§ Data to process
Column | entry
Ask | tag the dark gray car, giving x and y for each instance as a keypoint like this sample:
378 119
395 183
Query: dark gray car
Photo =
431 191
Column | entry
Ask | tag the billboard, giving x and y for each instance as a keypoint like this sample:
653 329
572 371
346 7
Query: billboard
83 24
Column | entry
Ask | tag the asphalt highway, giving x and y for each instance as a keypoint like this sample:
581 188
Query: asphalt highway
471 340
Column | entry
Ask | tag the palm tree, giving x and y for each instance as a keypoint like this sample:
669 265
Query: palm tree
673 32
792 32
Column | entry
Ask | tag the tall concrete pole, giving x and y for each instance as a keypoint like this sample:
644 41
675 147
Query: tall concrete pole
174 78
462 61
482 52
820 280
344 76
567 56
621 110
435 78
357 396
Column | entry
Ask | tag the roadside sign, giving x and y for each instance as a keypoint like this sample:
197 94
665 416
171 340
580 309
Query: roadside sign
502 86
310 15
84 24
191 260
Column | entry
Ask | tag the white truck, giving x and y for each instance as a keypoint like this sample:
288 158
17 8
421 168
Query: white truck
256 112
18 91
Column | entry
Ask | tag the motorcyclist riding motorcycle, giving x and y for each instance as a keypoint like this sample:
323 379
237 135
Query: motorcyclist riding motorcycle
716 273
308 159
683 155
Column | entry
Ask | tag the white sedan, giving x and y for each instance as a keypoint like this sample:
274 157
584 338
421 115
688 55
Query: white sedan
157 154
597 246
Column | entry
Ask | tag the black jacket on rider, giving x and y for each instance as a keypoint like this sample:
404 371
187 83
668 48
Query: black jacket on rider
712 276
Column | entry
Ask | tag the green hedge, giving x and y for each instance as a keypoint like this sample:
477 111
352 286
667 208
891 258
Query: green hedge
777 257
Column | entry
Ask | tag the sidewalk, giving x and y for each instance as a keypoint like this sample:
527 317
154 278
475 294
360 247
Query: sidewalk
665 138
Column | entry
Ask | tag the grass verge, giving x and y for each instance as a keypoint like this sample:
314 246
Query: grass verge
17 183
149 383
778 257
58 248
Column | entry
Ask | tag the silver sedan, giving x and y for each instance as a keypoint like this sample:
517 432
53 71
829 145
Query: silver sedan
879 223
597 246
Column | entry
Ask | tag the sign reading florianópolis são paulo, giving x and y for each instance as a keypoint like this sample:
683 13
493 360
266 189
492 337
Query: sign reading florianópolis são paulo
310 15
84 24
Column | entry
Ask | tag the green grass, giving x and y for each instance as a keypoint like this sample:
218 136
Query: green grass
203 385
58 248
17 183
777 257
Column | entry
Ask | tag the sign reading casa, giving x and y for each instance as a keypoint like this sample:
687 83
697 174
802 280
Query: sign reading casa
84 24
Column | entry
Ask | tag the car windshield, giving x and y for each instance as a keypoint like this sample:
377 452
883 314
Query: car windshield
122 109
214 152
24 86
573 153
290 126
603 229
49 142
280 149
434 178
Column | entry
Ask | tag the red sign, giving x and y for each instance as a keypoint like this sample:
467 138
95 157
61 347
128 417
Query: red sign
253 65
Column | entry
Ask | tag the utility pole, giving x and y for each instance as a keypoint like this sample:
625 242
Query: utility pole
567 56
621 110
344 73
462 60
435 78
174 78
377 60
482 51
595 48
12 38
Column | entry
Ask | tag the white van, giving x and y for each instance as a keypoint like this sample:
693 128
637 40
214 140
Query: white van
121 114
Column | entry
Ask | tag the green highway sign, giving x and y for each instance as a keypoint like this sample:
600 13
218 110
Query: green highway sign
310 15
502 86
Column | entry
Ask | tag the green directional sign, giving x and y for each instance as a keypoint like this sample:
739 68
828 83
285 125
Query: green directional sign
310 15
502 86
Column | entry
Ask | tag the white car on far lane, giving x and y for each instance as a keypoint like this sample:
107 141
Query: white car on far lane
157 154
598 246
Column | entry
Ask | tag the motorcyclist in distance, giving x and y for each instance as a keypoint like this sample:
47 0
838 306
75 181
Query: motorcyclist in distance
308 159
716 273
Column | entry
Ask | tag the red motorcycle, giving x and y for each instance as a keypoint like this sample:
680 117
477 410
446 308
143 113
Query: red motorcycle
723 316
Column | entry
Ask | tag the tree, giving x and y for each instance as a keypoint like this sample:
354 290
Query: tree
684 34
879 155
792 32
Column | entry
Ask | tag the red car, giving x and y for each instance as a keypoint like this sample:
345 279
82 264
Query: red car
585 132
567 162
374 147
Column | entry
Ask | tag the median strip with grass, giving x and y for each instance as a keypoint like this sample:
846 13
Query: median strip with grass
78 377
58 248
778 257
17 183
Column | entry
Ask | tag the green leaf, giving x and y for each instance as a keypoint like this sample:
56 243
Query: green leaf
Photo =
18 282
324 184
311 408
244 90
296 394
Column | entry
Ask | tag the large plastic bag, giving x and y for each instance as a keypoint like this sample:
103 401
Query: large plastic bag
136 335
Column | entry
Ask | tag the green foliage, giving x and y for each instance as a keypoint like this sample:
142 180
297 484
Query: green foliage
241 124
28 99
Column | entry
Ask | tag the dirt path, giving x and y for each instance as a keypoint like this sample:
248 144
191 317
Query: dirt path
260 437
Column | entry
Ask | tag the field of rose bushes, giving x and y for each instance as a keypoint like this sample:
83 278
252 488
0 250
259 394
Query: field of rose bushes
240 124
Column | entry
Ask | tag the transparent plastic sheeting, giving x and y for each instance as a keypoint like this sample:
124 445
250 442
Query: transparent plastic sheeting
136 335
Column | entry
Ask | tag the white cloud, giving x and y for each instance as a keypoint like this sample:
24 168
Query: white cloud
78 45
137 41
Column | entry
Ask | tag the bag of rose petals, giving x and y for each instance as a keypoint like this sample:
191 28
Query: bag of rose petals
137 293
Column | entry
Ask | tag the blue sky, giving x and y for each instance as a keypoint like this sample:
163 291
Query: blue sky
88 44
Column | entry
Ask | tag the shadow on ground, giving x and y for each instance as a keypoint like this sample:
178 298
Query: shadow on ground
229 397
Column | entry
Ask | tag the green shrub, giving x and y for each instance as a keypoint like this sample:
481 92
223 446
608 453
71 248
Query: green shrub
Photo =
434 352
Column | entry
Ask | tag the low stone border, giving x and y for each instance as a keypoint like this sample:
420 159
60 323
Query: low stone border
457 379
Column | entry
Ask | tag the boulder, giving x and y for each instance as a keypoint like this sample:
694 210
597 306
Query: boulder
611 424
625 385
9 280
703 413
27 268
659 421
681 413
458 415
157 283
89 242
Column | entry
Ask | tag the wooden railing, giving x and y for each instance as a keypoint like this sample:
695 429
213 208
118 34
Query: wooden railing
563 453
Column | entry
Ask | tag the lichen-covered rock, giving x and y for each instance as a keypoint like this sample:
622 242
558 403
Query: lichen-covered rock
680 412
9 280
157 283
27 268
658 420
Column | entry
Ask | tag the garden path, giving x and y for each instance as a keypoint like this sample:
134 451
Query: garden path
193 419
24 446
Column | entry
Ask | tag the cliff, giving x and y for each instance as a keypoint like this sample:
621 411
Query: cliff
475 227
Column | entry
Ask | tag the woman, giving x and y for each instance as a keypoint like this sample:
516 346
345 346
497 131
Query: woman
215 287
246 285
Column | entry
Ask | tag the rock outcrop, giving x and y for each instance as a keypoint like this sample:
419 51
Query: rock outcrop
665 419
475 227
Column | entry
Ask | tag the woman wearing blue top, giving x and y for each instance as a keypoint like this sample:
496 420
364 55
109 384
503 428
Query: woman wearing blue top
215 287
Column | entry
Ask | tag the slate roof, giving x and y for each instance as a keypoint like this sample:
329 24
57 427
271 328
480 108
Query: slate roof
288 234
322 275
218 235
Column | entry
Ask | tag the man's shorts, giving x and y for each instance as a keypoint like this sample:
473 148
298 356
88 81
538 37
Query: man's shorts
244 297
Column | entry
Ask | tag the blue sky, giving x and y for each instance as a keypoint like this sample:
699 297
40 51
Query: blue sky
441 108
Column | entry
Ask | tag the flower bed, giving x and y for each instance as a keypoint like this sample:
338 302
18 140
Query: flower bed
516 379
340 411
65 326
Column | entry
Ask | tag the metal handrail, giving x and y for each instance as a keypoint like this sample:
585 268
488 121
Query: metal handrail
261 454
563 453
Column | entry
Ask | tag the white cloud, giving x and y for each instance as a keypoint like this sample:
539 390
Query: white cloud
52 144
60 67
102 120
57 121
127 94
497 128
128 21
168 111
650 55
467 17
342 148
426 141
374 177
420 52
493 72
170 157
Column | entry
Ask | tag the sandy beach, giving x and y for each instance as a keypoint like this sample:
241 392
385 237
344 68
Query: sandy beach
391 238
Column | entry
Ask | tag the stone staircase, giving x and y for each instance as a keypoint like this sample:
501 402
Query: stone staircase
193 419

§ What is required
State how many lines in the material above contain the word "transparent", giving only the number.

§ Result
2